## [YOUR INSTRUCTIONS]
The reply to the records below should contain exactly the lines from the line with "Where can the sun" through the line with "Where can the dark hair", and nothing besides.

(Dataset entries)
++++++++

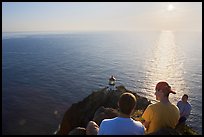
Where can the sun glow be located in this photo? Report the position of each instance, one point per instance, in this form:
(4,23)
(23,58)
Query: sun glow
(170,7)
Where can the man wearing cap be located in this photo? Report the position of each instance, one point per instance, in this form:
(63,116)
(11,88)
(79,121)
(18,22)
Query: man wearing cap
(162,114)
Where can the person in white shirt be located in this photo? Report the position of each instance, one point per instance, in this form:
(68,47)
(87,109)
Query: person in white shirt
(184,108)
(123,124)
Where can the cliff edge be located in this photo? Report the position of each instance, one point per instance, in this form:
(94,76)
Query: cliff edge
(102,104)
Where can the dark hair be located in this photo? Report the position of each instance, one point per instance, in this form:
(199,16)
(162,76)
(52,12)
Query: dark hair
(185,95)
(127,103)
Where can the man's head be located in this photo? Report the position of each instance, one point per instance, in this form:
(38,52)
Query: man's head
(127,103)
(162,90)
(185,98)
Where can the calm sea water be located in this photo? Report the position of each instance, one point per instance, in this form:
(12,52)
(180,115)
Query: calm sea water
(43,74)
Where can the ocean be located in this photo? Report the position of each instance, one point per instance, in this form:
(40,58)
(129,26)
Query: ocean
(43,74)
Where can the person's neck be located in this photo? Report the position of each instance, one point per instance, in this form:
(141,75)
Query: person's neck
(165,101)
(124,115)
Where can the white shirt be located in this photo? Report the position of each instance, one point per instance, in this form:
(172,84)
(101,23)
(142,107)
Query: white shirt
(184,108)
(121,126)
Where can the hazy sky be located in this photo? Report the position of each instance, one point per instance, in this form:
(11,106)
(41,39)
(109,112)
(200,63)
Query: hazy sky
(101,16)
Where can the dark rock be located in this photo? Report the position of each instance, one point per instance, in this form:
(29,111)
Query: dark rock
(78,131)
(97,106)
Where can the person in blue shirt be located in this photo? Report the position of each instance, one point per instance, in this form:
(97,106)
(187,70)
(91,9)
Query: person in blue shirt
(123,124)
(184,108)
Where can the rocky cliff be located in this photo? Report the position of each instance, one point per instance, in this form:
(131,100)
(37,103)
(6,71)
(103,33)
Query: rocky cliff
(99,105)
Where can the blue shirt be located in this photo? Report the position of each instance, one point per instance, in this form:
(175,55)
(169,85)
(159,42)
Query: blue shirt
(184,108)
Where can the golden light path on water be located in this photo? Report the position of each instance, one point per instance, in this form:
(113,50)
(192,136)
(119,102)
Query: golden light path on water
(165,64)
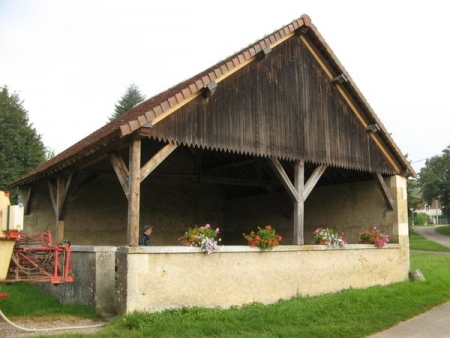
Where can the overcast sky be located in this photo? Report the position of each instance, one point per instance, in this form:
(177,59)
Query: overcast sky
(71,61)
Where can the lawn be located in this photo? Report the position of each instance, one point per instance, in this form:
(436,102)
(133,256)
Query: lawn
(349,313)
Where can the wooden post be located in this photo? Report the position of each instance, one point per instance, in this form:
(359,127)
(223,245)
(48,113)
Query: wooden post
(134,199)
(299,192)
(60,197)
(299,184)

++++++++

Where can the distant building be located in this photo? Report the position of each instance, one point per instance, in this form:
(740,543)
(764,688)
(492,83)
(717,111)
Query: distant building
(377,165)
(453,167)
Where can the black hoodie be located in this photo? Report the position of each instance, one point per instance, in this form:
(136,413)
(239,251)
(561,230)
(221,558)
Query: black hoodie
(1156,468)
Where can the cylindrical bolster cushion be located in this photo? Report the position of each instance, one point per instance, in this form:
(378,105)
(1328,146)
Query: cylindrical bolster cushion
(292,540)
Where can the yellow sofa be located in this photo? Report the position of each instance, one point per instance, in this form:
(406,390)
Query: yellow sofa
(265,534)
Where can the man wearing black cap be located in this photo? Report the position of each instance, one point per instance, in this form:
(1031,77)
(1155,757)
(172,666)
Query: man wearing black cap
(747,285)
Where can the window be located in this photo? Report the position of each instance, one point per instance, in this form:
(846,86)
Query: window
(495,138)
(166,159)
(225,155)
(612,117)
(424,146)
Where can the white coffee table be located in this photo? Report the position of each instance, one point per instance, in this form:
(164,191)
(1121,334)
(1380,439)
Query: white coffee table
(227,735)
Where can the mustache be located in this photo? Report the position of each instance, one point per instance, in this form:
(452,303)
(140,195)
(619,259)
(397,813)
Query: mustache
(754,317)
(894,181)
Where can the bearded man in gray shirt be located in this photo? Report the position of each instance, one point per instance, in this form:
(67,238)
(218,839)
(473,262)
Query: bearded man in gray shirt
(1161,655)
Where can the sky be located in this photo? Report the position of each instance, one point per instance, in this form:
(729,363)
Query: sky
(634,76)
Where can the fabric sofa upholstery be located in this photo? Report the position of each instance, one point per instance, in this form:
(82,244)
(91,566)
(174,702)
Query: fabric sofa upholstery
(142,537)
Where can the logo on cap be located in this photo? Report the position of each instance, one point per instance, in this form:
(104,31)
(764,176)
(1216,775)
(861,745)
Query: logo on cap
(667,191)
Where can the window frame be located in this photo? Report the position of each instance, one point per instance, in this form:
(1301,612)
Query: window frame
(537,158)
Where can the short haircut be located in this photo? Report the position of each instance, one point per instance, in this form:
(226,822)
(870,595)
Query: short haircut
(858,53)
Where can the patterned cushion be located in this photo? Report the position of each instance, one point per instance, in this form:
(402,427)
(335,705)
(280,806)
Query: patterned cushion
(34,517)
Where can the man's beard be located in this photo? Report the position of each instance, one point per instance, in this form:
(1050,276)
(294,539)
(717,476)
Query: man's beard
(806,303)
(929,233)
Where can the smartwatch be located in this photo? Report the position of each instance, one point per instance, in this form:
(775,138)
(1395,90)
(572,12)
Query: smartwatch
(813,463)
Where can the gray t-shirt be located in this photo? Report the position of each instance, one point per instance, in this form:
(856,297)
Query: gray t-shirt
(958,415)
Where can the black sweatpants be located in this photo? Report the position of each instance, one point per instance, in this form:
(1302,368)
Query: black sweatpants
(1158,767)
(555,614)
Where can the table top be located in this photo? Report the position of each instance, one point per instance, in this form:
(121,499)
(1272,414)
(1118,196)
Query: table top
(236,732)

++++++++

## [WRITTEN RESPONSE]
Where can the sun glow be located in this photo? Report the position of each instance, one point per instance, in this form:
(4,23)
(23,58)
Query: sun glow
(170,7)
Where can the man wearing cap be located in this photo? Report the position of each instance, one point per instance, in this form:
(63,116)
(11,88)
(79,121)
(18,22)
Query: man wearing cap
(162,114)
Where can the person in white shirt be located in this photo? Report the position of each instance, one point per instance, in this form:
(68,47)
(87,109)
Query: person in white shirt
(184,108)
(123,124)
Where can the cliff edge be located in this photo? Report the position of each instance, one point per instance, in this form:
(94,76)
Query: cliff edge
(102,104)
Where can the dark hair be located in this photo? Report the position of each instance, one point per instance, in this form:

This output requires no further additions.